The main organiser of the trip was a bloke who I guess was in his late twenties or early thirties. From the start, he gave  an impression that he was working the whole thing out as he went along. He never seemed quite certain as to what should be happening next, and when and where that might be. Later on in the trip there was some moaning form some of the guys who expected the trip to be just a bit more organised. He put most of the confusion down to the fact that ‘this is Africa’ where things are done differently.

That first evening was pretty uneventful anyway. We spent two or three nights in what we would later see as the ‘luxury’ of the Gambian hotel.  You quickly had to get used to being hassled whenever you left the confines of the hotel. We all took a trip in our bus to Banjul, where we were ‘hassled’ en masse. Banjul was small, densely populated, a bit smelly. People were employed either selling any thing they could, or working in the port area. I had bought stacks of biros with me, as the recommended ‘cheap gift’ to give away. Amazingly, the local children seemed delighted to receive a biro and became your friend for life.  

Our first taste of the African Nations tournament was in a small town called Ziguinchour. Google tells me that this was about 150 km from Banjul, so would have been one of many long bus journeys we made during the trip. I remember Ziguinchour as being a flat, non-descript town , with surprisingly few people around. I am surprised to discover that the town has a population of 230,000; at the time it seemed much smaller.

The Stade Aline Sitoe Diatta in Ziguinchour was built specifically for the tournament in 1992. It hosted the group games for two groups. Wikipedia tells me that it hosted two games a day on 3 days, January 13th, 15th and 17th. I cannot remember exactly which day we went, but I am certain we watched at least one North African team – so Egypt and /or Algeria.  Having watched the Channel 4 documentary again , in which one of the lads says how much he enjoyed the Congo supporters, we must have gone on January 17th and watched Algeria 1 Congo 1 and  Ghana 1 Egypt 0.

The Stade Aline Sitoe Diatta , like many of the buildings in Africa, was in a not-quite-finished-state.  It was surrounded by scruffy scrubland. The stadium was made up of several low stands, with an athletics track around the pitch. So all the spectators were a fair distance from the action and it  was difficult to build up an atmosphere.   Wikipedia states the attendance at the Ziguinchour games as being 5000, which I guess was the official capacity of the stadium at the time. I expect the real attendance was somewhat less, as there was plenty of space in the ground. We stood on an open wooden terrace on one side of the ground. Bands of brightly coloured fans played drums and sang throughout the games. I was impressed that each team seemed to have a group of supporters; it must have taken them days to get there from Egypt, Zambia, The Congo and Algeria!

I read now, on Wikipedia: that for the tournament:

“The city Sports and Arts Associations conceived for the first time the concept of having specific suburbs barracking for each national team in order to give a vibrant and joyful atmosphere to the Football tournament that saw Algeria, Côte d’Ivoire, Ghana, Zambia, Egypt, Congo play the first half of the Championship in that city”

This might explain some of the support that the teams had at the ground.

The games we watched that day weren’t the best. We saw three goals in two games; that pretty much set the tone for the rest of the games I watched.

→ **Records**:
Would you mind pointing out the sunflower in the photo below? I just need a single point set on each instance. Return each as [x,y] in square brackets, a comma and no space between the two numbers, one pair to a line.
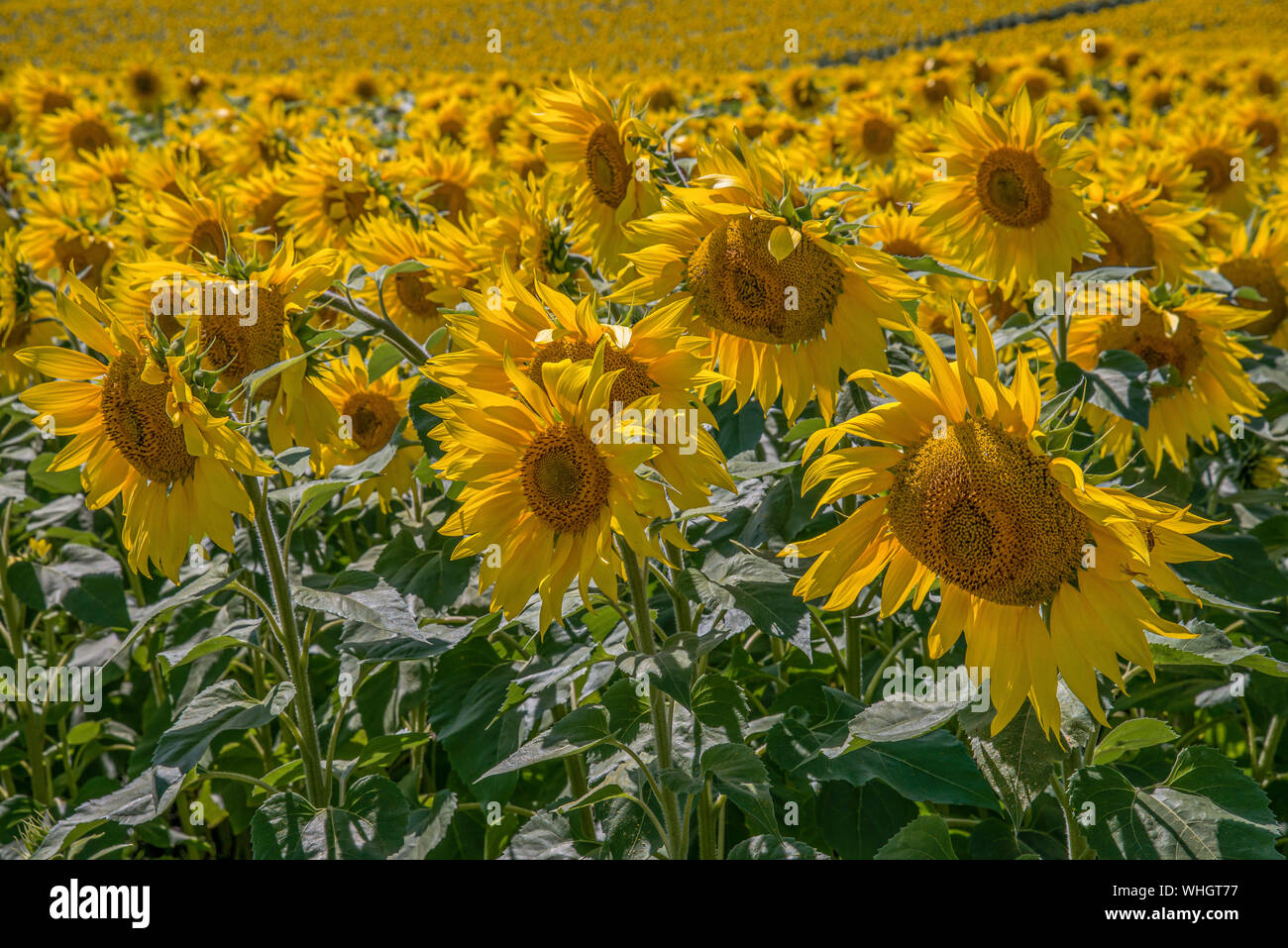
[1141,230]
[65,233]
[593,147]
[489,121]
[870,130]
[1232,172]
[1010,204]
[329,193]
[145,84]
[107,167]
[22,322]
[524,231]
[142,432]
[542,497]
[786,305]
[1034,565]
[905,233]
[235,348]
[451,181]
[412,298]
[1189,340]
[75,132]
[657,369]
[39,93]
[369,411]
[1260,262]
[187,228]
[258,200]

→ **Written task 1**: Rescale the rows above: rewrite every line, the request included, and multiply each x and y coordinate in the answers by 2.35, rounding to whole numbers with halves going up. Omit the picture.
→ **Written task 2**: Resume the account of the trip to the African Nations tournament, continuing on from its final sentence.

→ **Final result 1**:
Would you mind pointing out the sunflower in the photo below? I just need a single point set on each instance. Return each as [x,y] in square brackets, a comma and no space between the two numbers, one pair to a line.
[2681,541]
[153,548]
[1394,345]
[1149,284]
[2045,306]
[2895,404]
[2374,479]
[773,454]
[341,197]
[251,392]
[52,757]
[1231,543]
[334,1015]
[1274,1168]
[1847,717]
[2430,1328]
[2127,548]
[552,818]
[1060,425]
[968,700]
[2794,799]
[176,310]
[1544,867]
[92,219]
[867,966]
[2961,616]
[439,536]
[606,470]

→ **Final result 2**:
 The players weren’t helped by the pitch, which was in a terrible state, rutted, bumpy. All the teams favoured slow, deliberate build-ups, with some skilful play  mixed with industrial strength tackling. When teams reached the opposition penalty area, they appeared reluctant to push too many men forward, relying instead on individual skill to score; unfortunately, the players seemed to panic when near goal, and with no help from the pitch, some of the shooting was wild, shots on goal more likely to end up out of the stadium as in the goal.  This was a theme of the whole tournament: shots that troubled the keeper were a rarity throughout.

After a few days staying in the Gambia, and the day after our trip to Zigiuchour , it was time to head to Dakar for the second stage of the trip. In Dakar, we would watch all the games of the knockout stages of the tournament.

The distance from Banjul to Dakar is 287 kilometres . We were advised that the journey North to Dakar might take 6-8 hours or so but I think the journey was nearer 10. Our bus was small, cramped, hot. It takes some time to get across the Gambia river;  the van was driven on to a small ferry that took us over. January in Senegal is in the dry season; there is no rain between November and May. As we drove north the land grew drier and only sparsely populated. We stopped off at one or two small villages; excited children came out to meet us and we kicked a ball around.

A couple of hours from our destination, bored now after hours in the bus, one of the boys suggested opening a bottle of duty free booze. We all agreed this was a good idea. We all had a nip form a bottle of vodka. I remembered that I had also bought a bottle of vodka at Banjul airport – it was very cheap- and retrieved my bottle from my bag. There were now two or three bottles going round the bus. Once I had started I couldn’t stop; I could legitimately take large slugs from my own bottle. We were stuck in a bus; hot, hungry and dehydrated, and now I was packing down neat vodka. I have no memory of arriving at our destination. I staggered out of the bus and collapsed on to sand.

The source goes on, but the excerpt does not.